_HOW TO COMPLETE THIS TASK_
From the entries below, give the number of lines where the word "faint" occurs, and nothing else.

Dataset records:
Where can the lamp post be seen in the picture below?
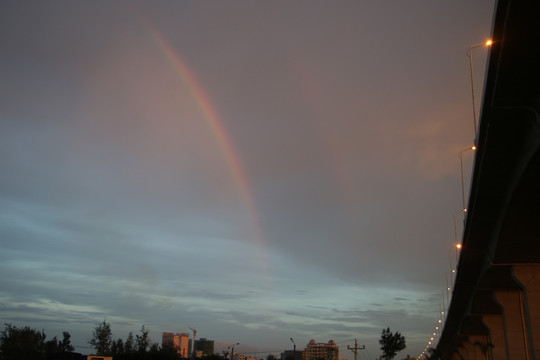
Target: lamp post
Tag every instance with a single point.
(232, 349)
(460, 154)
(469, 54)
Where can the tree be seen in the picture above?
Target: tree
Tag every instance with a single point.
(129, 345)
(391, 343)
(102, 339)
(142, 342)
(21, 343)
(65, 344)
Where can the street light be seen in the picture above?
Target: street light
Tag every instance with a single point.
(460, 154)
(232, 349)
(469, 54)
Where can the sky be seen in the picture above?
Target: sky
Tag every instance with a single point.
(257, 170)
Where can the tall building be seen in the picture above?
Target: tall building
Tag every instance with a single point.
(292, 355)
(321, 351)
(206, 347)
(180, 341)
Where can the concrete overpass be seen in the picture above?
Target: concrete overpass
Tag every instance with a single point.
(495, 308)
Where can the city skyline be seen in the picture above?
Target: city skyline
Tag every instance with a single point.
(259, 171)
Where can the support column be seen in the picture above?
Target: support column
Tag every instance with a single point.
(515, 323)
(529, 277)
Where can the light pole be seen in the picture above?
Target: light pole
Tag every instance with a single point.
(469, 54)
(232, 349)
(294, 347)
(460, 154)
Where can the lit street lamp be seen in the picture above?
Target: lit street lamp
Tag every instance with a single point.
(460, 154)
(469, 54)
(232, 349)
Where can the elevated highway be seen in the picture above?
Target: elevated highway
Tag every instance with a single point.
(495, 308)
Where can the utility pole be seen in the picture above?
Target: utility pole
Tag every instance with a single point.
(356, 348)
(193, 345)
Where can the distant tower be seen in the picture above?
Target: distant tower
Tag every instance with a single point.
(180, 341)
(320, 351)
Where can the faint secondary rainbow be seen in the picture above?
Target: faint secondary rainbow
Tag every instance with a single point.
(214, 123)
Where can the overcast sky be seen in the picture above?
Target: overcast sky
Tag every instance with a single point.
(259, 170)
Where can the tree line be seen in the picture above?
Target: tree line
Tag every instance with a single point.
(25, 343)
(30, 344)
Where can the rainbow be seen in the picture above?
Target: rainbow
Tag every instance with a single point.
(215, 124)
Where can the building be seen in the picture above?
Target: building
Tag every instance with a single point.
(204, 346)
(292, 355)
(321, 351)
(180, 341)
(245, 357)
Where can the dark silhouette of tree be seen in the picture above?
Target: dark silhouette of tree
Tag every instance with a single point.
(391, 343)
(102, 339)
(129, 345)
(21, 343)
(142, 342)
(65, 344)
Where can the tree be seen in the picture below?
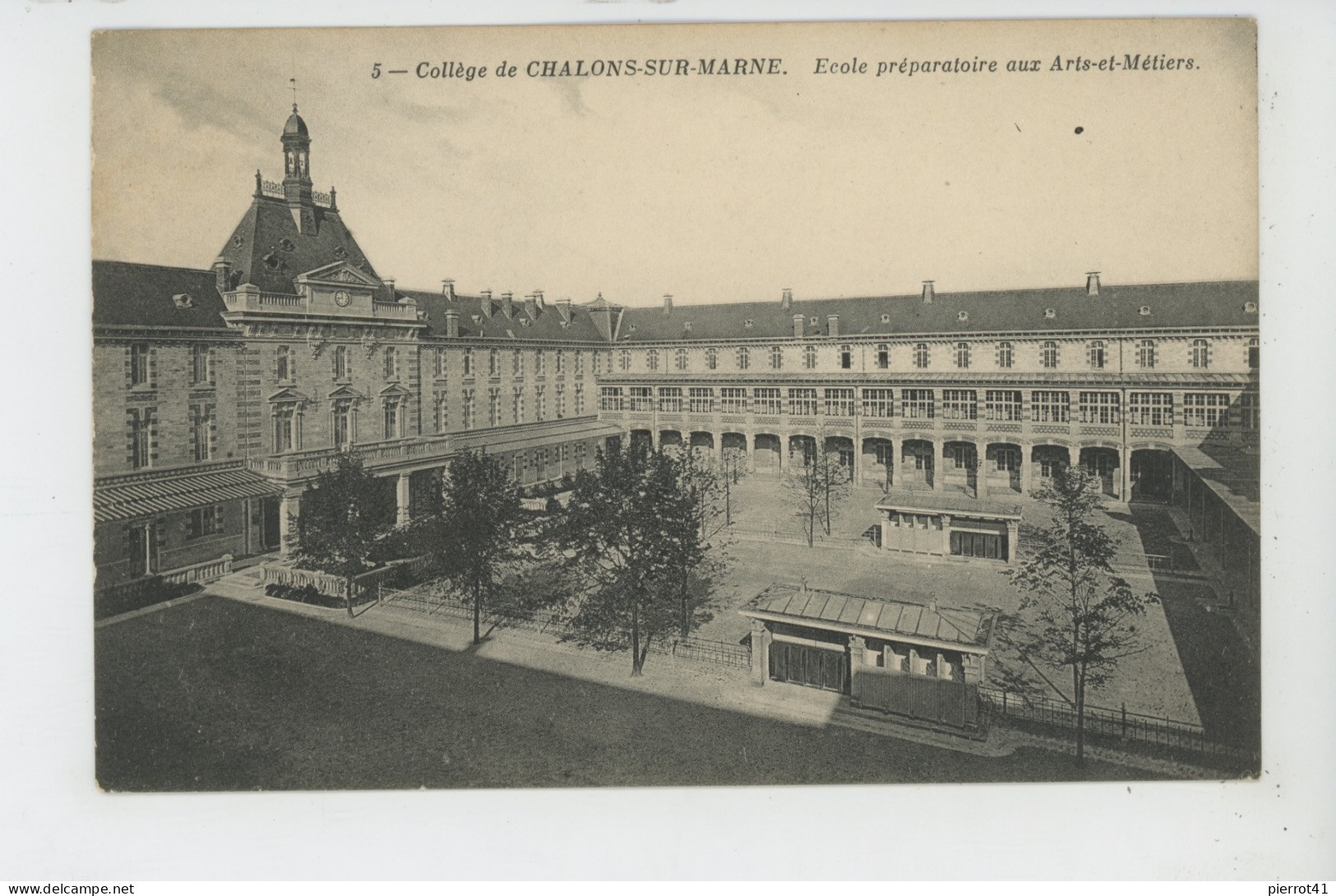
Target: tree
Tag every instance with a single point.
(478, 529)
(628, 533)
(1075, 612)
(344, 515)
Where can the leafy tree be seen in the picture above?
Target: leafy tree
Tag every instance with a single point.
(344, 515)
(478, 530)
(1075, 612)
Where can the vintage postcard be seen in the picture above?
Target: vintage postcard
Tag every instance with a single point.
(677, 405)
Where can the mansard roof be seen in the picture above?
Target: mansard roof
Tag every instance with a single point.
(142, 295)
(269, 248)
(1116, 307)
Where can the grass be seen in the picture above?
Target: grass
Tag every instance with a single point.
(224, 696)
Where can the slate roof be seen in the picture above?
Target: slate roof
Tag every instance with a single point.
(1117, 307)
(893, 620)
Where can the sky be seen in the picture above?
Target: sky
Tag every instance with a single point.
(712, 188)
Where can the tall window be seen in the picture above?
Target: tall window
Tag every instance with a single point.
(1051, 408)
(959, 405)
(201, 365)
(1002, 405)
(1200, 354)
(1098, 408)
(878, 402)
(917, 404)
(1150, 409)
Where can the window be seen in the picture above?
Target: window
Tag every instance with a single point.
(284, 363)
(701, 401)
(1051, 408)
(669, 400)
(202, 432)
(959, 405)
(917, 404)
(143, 437)
(1098, 408)
(141, 357)
(205, 521)
(839, 402)
(733, 401)
(1200, 354)
(640, 398)
(765, 401)
(878, 402)
(201, 365)
(609, 398)
(1150, 409)
(341, 363)
(1204, 409)
(1002, 406)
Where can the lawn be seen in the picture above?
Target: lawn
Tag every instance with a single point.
(224, 696)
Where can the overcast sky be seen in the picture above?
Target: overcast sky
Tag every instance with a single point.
(710, 187)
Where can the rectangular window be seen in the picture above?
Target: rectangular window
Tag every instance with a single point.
(878, 402)
(917, 404)
(959, 405)
(1100, 408)
(1002, 405)
(1051, 408)
(802, 402)
(1204, 409)
(701, 400)
(765, 401)
(733, 400)
(839, 402)
(1150, 409)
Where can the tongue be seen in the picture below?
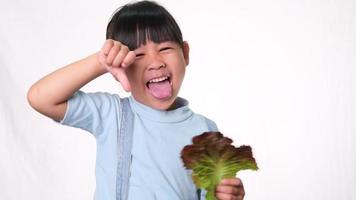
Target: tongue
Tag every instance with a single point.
(160, 90)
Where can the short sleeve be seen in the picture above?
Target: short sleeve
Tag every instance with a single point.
(90, 111)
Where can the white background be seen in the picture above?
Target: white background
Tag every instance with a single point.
(277, 75)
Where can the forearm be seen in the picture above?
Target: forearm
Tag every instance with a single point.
(56, 88)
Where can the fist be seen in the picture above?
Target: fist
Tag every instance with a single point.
(230, 189)
(116, 57)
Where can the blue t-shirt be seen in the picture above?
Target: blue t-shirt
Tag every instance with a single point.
(157, 171)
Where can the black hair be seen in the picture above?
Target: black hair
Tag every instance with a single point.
(134, 24)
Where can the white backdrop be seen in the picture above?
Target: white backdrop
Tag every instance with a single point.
(277, 75)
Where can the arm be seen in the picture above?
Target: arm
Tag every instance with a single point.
(49, 95)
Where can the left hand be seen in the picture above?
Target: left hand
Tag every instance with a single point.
(230, 189)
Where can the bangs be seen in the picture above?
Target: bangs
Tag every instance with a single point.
(135, 24)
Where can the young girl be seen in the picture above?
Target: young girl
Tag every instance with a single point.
(139, 138)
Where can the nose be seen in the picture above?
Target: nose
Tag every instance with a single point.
(156, 63)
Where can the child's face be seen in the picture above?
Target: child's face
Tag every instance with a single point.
(157, 73)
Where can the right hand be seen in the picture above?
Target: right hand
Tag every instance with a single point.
(116, 57)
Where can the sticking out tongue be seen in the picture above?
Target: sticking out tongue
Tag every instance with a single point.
(160, 90)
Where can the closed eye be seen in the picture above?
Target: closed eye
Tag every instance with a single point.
(165, 48)
(139, 55)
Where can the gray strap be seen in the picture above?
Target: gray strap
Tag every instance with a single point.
(124, 140)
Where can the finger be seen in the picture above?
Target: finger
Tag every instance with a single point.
(120, 56)
(223, 196)
(112, 54)
(228, 189)
(107, 46)
(129, 59)
(232, 182)
(102, 58)
(122, 78)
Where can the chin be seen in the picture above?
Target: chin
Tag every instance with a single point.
(163, 104)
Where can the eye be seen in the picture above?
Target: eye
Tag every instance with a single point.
(165, 48)
(139, 55)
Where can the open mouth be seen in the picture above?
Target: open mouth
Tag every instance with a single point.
(159, 80)
(160, 87)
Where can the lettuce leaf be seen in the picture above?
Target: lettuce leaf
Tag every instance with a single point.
(212, 158)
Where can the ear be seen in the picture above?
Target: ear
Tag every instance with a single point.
(186, 52)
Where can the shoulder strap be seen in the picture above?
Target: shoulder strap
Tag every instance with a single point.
(124, 140)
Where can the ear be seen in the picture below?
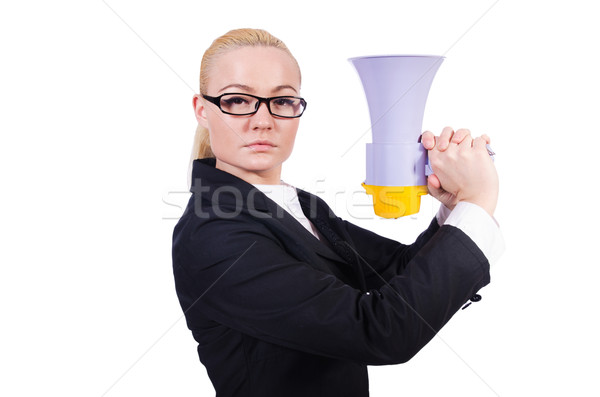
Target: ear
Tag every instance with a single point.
(200, 111)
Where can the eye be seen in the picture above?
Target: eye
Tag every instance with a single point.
(234, 100)
(285, 101)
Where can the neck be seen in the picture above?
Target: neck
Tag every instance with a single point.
(266, 177)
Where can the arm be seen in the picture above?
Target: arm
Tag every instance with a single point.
(256, 287)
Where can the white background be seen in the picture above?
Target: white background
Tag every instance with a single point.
(97, 125)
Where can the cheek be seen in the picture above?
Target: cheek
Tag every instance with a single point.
(223, 132)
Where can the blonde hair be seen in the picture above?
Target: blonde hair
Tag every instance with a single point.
(229, 41)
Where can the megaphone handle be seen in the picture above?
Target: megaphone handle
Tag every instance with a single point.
(429, 170)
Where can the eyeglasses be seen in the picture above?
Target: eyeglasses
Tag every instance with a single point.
(246, 104)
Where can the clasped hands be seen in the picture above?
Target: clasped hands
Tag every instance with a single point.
(463, 169)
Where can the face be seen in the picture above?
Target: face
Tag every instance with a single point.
(251, 147)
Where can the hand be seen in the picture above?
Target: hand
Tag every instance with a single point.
(463, 170)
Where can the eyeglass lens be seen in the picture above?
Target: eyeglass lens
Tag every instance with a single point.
(244, 104)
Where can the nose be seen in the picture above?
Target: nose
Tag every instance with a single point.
(262, 119)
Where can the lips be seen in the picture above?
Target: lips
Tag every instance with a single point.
(261, 145)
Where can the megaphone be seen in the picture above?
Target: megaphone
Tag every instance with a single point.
(396, 88)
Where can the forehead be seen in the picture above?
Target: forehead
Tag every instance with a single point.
(261, 68)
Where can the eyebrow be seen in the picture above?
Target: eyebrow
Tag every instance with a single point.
(241, 86)
(252, 90)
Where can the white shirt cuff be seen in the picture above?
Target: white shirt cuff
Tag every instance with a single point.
(476, 223)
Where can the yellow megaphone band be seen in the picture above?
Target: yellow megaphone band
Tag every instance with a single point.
(396, 201)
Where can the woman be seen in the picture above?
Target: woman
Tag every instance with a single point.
(283, 297)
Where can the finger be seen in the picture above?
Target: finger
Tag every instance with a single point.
(444, 140)
(428, 140)
(460, 135)
(433, 181)
(466, 143)
(479, 143)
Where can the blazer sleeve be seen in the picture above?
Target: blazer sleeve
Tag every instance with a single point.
(384, 258)
(239, 275)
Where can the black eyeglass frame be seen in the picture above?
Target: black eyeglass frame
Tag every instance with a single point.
(217, 101)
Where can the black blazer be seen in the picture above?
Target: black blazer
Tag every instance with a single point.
(277, 312)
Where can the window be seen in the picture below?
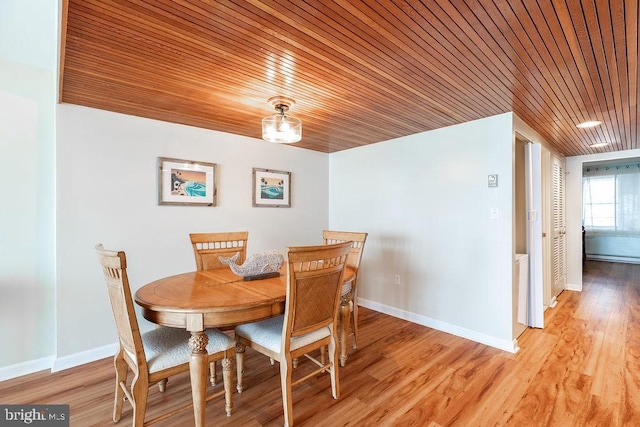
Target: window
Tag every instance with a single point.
(611, 198)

_RESPONSE TO THE TASK_
2